## TEXT SECTION
=====
The rise of the bottled-water industry has been a cause of concern within many circles of environmentalists. Not only has this success resulted in the profiting of a few major corporations, but it also symbolizes a backward move toward more unsustainable practices by major corporations, spanning the social, economic and environmental realms.
The bottled-water industry has become very profitable in the past 10 years. Huge multinational companies currently make billions of dollars on water they simply extract from the ground. These include Aquafina (Pepsi), Dasani (Coke), Perrier (Nestle), Evian, and Fiji Water. What do these corporations have in common? They have all succeeded in developing wildly effective marketing campaigns, which have caused many Americans to purchase water at a price of over 2,000 times what they would normally pay for tap water.
One of the ways in which bottled water companies achieved the goal of making tap water seem obsolete was by catering to the American values of cleanliness and convenience. Convincing us that tap water was more contaminated and therefore less pure than bottled water has allowed the bottled-water companies to exploit our obsession with cleanliness. Almost all bottled water has some indication of the implied purity of the product, whether it be an image of a pristine mountain stream or simply using an appealing adjective to describe the product.
Convenience has also become one of the core values of our society. While our busy life often requires that we find ways to cut back on time spent on certain activities, it also has resulted in specific environmental consequences. Bottled water is a prime example. While it may be just as convenient to remember to fill up a water bottle before one leaves home, bottled-water corporations have marketed their product with a special emphasis on convenience. By placing bottled water in the majority of vending machines, and in virtually every grocery and convenience store, these corporations have created the illusion that bottled water is more widely available than tap water and therefore more convenient for a society always on the move.
Social, economic and environmental consequences
The resulting widespread use of bottled water has led to consequences spanning the social, economic and environmental spheres. Most environmentalists cite the exorbitant energy costs in their criticism of bottled water — a legitimate argument to make, considering that bottled water takes about 2,000 times as much energy to produce as tap water. As the water is often stored in bottles made from oil-based petroleum, about 55 percent of these surplus energy costs is derived from the production of bottled water. The remaining 50 percent is spent on the transportation of bottled water. While tap water remains local, bottled water can come from as far away as Fiji.
=====
## RECORD SET
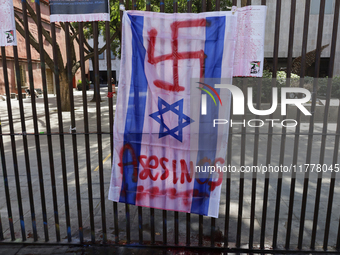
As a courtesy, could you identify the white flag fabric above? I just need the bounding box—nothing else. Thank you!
[109,6,263,217]
[0,0,17,46]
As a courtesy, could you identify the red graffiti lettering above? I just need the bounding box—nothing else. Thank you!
[159,158,169,181]
[139,155,159,181]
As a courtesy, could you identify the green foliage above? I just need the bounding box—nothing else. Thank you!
[233,70,340,103]
[77,79,90,91]
[318,76,340,99]
[84,0,232,58]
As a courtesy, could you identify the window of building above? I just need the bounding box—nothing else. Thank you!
[15,64,27,88]
[310,0,335,14]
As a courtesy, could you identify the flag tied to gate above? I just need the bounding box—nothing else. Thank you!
[109,7,266,217]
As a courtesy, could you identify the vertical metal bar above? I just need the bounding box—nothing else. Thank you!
[113,202,119,244]
[249,78,262,249]
[1,47,26,241]
[51,23,72,242]
[146,0,151,11]
[104,19,119,243]
[150,208,155,244]
[186,213,190,246]
[187,0,192,13]
[210,218,216,247]
[65,22,83,243]
[215,0,221,11]
[160,0,167,245]
[323,1,340,250]
[236,79,248,248]
[105,21,116,171]
[198,215,203,246]
[13,46,38,243]
[22,1,49,242]
[117,0,127,244]
[162,210,168,245]
[273,0,296,249]
[310,0,326,249]
[298,0,327,249]
[224,97,233,248]
[138,206,143,244]
[34,0,60,242]
[260,0,281,249]
[285,0,310,249]
[174,212,179,245]
[0,118,15,241]
[125,204,131,244]
[202,0,207,12]
[210,0,220,247]
[0,214,5,241]
[93,21,107,243]
[79,22,95,243]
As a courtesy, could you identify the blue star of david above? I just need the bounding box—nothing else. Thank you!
[149,97,194,142]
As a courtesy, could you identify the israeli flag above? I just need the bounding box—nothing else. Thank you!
[109,8,266,217]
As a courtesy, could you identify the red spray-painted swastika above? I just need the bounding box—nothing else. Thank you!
[148,19,207,92]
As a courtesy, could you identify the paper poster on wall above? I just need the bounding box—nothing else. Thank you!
[50,0,110,22]
[109,6,266,217]
[0,0,17,46]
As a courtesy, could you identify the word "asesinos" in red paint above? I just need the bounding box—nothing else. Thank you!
[118,144,224,191]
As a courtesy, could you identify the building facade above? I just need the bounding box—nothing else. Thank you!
[0,0,89,95]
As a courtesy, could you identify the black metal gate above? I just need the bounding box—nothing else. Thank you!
[0,0,340,253]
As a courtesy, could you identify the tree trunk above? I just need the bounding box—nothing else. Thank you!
[59,71,71,111]
[90,57,102,102]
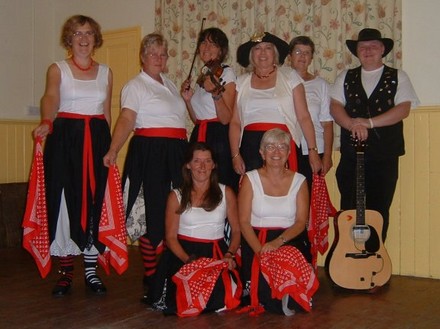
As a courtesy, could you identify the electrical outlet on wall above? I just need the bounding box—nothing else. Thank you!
[27,105,40,116]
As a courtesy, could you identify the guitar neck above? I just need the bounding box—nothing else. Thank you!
[356,151,366,225]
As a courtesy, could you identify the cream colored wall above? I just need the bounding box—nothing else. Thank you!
[0,0,440,119]
[402,0,440,106]
[0,0,155,119]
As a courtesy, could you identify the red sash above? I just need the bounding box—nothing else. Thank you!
[57,112,105,231]
[134,127,186,139]
[244,122,298,171]
[196,118,220,142]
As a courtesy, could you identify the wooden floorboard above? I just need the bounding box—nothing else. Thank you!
[0,247,440,329]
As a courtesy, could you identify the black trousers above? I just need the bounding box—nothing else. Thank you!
[336,153,399,241]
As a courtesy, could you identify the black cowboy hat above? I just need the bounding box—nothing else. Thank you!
[345,28,394,57]
[237,32,289,67]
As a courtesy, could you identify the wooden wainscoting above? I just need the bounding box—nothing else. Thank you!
[0,120,38,183]
[0,106,440,279]
[319,106,440,279]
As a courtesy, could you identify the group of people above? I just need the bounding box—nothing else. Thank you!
[30,15,418,316]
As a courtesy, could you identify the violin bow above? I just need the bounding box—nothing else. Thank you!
[186,17,206,89]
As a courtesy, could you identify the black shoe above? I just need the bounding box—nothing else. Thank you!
[141,294,151,305]
[52,276,72,297]
[84,275,107,295]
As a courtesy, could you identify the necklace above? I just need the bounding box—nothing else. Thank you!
[72,56,94,72]
[254,66,277,79]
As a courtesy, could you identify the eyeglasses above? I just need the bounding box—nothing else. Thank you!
[264,144,289,152]
[73,31,95,39]
[293,49,312,56]
[147,53,168,59]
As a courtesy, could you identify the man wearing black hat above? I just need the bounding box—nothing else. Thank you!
[330,28,419,241]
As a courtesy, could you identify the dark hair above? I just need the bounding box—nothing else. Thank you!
[61,15,103,50]
[289,35,315,55]
[197,27,229,62]
[177,142,223,214]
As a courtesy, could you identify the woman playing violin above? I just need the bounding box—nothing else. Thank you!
[181,28,238,191]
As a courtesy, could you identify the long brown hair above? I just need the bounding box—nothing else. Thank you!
[177,142,223,214]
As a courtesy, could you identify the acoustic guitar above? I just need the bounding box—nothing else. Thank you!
[325,141,391,290]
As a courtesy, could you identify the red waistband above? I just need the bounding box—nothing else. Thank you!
[177,234,222,243]
[244,122,289,132]
[134,127,186,139]
[57,112,105,120]
[196,118,220,125]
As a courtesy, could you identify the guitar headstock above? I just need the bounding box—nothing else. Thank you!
[351,137,367,153]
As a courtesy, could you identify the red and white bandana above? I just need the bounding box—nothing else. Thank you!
[307,174,336,271]
[98,165,128,274]
[23,138,52,278]
[173,257,238,317]
[260,246,319,311]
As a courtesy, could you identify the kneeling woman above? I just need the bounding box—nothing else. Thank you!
[238,129,318,315]
[149,143,241,316]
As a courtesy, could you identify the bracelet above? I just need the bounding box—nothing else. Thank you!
[231,152,240,159]
[41,119,53,134]
[212,93,223,101]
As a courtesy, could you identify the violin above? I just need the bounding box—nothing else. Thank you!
[197,60,226,94]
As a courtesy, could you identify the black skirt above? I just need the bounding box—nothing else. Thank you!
[44,118,111,253]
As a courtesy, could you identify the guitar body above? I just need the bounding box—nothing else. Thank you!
[325,210,392,290]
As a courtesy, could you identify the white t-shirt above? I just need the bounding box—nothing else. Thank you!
[121,71,186,128]
[173,184,227,240]
[330,66,420,108]
[246,169,306,228]
[236,67,303,145]
[191,67,237,120]
[301,77,333,154]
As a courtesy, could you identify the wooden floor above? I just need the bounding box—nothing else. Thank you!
[0,247,440,329]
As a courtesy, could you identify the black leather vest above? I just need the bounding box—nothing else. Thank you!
[341,65,405,160]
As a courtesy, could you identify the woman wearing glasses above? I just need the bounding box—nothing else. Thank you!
[289,36,333,189]
[238,128,318,315]
[104,33,187,301]
[229,32,322,175]
[33,15,113,296]
[181,27,239,192]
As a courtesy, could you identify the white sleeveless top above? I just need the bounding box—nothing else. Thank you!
[173,184,227,240]
[55,60,109,115]
[246,169,305,228]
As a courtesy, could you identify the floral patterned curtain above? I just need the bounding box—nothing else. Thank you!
[155,0,402,86]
=====
## QUESTIONS TO ANSWER
• 1. In the essay on bottled water, rewrite everything from "The rise of" down to "for tap water.", substituting "bottled-water business" for "bottled-water industry" wherever it occurs.
• 2. Continue the essay on bottled water from the point where it stops.

## YOUR WRITTEN ANSWERS
• 1.
The rise of the bottled-water business has been a cause of concern within many circles of environmentalists. Not only has this success resulted in the profiting of a few major corporations, but it also symbolizes a backward move toward more unsustainable practices by major corporations, spanning the social, economic and environmental realms.
The bottled-water business has become very profitable in the past 10 years. Huge multinational companies currently make billions of dollars on water they simply extract from the ground. These include Aquafina (Pepsi), Dasani (Coke), Perrier (Nestle), Evian, and Fiji Water. What do these corporations have in common? They have all succeeded in developing wildly effective marketing campaigns, which have caused many Americans to purchase water at a price of over 2,000 times what they would normally pay for tap water.

• 2.
The impacts of bottled water also extend into the social realm. In July, the United Nations passed a resolution that recognized water as a fundamental human right. This means that now all humans have a right to clean, safe water. Once a corporation moves in to takes charge of the local water supply, water goes from being a universal right to being a commodity. When water becomes a commodity, it becomes less accessible to lower-income families.
The privatization of water also infringes upon local water rights. The pumping of large amounts of water by bottled-water companies can affect the aquifers that supply water to local communities and aquatic wildlife habitats. In Fryeburg, Maine, this conflict between local water rights and the rights of bottled-water companies is exemplified. Once Nestlé started drawing on the local water supply in the Wards Brook Aquifer, it was able to extract copious amounts of water for a low bargaining price. This was done without any economic benefits being conferred upon the local community, from which it was were taking at least 168 million gallons of water per year.
The bottled-water companies are making a huge profit by convincing us that bottled water is a superior choice over tap water. When people purchase bottled water, they are paying an astronomical amount for something they can acquire for a significantly lower price. With this knowledge, we can then pose the question: What makes bottled water, with all its environmental and social implications, better than tap water? I have provided you with the information. It is up to you to answer the question.
Clare L. Pillsbury is a junior at Macalester College in St. Paul, studying environmental studies and biology.